# [WHAT THE EXERCISE ASKS]
Put every line of the entries below into a JSON list of strings, one string per line, and omit blank lines. Leave the pictures out of the list.

# [TASK MATERIAL]
<<<<

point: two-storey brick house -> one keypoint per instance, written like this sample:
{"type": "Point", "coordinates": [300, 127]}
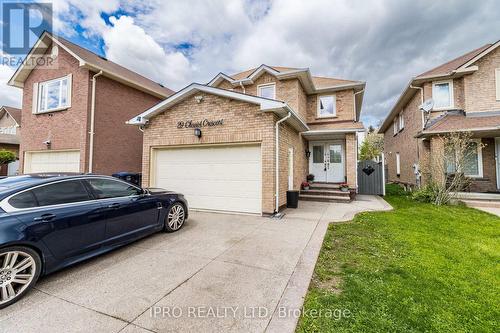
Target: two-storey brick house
{"type": "Point", "coordinates": [241, 141]}
{"type": "Point", "coordinates": [75, 105]}
{"type": "Point", "coordinates": [465, 94]}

>>>>

# [SOLUTION TO THIS TASK]
[
  "point: two-storey brick house -> one keypoint per instance, written like this sample:",
  "{\"type\": \"Point\", \"coordinates\": [300, 127]}",
  "Target: two-storey brick house",
  "{\"type\": \"Point\", \"coordinates\": [241, 141]}",
  "{\"type\": \"Point\", \"coordinates\": [75, 105]}",
  "{\"type\": \"Point\", \"coordinates\": [465, 94]}"
]